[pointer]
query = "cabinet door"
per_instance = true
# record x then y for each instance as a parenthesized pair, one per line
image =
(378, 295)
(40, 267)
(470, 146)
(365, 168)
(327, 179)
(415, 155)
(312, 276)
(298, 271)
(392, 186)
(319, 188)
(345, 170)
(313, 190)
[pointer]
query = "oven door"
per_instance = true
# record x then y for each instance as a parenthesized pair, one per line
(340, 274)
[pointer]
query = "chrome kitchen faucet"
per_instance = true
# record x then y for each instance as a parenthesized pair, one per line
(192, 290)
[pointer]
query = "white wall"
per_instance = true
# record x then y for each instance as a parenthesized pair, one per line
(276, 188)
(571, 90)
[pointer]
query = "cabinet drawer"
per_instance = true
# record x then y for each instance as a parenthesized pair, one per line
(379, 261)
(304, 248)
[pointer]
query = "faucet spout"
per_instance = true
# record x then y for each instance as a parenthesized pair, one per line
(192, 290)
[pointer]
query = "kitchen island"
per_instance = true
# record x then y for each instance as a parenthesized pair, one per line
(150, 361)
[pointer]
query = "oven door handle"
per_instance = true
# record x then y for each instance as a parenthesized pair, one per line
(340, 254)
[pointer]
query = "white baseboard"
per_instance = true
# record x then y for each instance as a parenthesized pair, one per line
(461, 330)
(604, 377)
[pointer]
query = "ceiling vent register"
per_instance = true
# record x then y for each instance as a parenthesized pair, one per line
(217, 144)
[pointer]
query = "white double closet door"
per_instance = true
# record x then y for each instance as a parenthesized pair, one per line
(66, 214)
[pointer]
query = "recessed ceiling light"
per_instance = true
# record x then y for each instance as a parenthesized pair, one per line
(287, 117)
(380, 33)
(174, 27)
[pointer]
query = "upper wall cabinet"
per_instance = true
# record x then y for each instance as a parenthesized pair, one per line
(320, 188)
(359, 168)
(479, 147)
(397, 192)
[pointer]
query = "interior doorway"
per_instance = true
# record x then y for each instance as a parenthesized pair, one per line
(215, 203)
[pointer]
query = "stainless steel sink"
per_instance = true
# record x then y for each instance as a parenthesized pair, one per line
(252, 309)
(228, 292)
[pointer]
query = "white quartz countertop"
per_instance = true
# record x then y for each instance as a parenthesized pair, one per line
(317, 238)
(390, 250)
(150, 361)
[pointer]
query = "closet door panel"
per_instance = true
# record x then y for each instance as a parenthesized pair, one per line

* _What you have to do_: Reproduce the listing in full. Keep it exactly as written.

* _Correct result_:
[pointer]
query = "cabinet door"
per_instance = true
# record x then y for each instance as a parenthesized pair, one per line
image =
(378, 295)
(40, 267)
(470, 146)
(365, 168)
(327, 179)
(415, 155)
(312, 276)
(298, 271)
(392, 186)
(319, 188)
(345, 170)
(313, 190)
[pointer]
query = "oven door"
per_instance = true
# record x then y for each instance as a parenthesized pair, one per line
(340, 274)
[pointer]
query = "chrome kitchen faucet"
per_instance = true
# record x then y for each instance as a parenthesized pair, one per line
(192, 290)
[pointer]
query = "white wall"
per_instance = true
# record x then y for each instance as a parenthesized pair, one per line
(276, 188)
(571, 90)
[pointer]
query = "cabinet drawer"
per_instance = true
# record x then y for each instance as a parenthesized pair, one per line
(379, 261)
(304, 248)
[pointer]
query = "faucet spout"
per_instance = true
# record x then y for each instance as a parenthesized pair, one per line
(192, 290)
[pointer]
query = "kitchen island"
per_instance = true
# record x then y for each instance as a parenthesized pair, one per line
(150, 361)
[pointer]
query = "oven door handle"
per_instance = true
# record x then y for each instance as a parenthesized pair, one per line
(340, 254)
[pointer]
query = "white baseboard"
per_instance = true
# record x then y for each instance as a parenthesized pair, one per line
(461, 330)
(604, 377)
[pointer]
query = "ceiling vent register"
per_instance = true
# record x then y for each instance as a parenthesized pair, one per line
(217, 144)
[pointer]
query = "white double closet door"
per_instance = true
# record x then y for each instance as a parenthesized pair, one per line
(66, 214)
[pointer]
query = "recessed ceiling light"
per_instance = true
# record x then y for each instance as a parenthesized pair, one per line
(287, 117)
(380, 33)
(174, 27)
[pointer]
query = "upper wall cabinet"
per_instance = true
# record x then y for each instance as a parenthesized pair, one per line
(320, 188)
(359, 168)
(479, 147)
(397, 192)
[pointer]
query = "interior doorway"
per_instance = true
# record x then y for each instance as a parenthesized pair, one per line
(215, 203)
[pointer]
query = "stainless steel sink"
per_instance = true
# record x then y for each instance as a parenthesized pair, one per line
(252, 309)
(228, 292)
[pointer]
query = "white quartz countertop"
per_instance = true
# record x then y for each instance as a parenthesized pair, one per line
(317, 238)
(390, 250)
(150, 361)
[pointer]
query = "closet door panel"
per_instance = true
# record x then y for each instance as a parenthesized pair, one per line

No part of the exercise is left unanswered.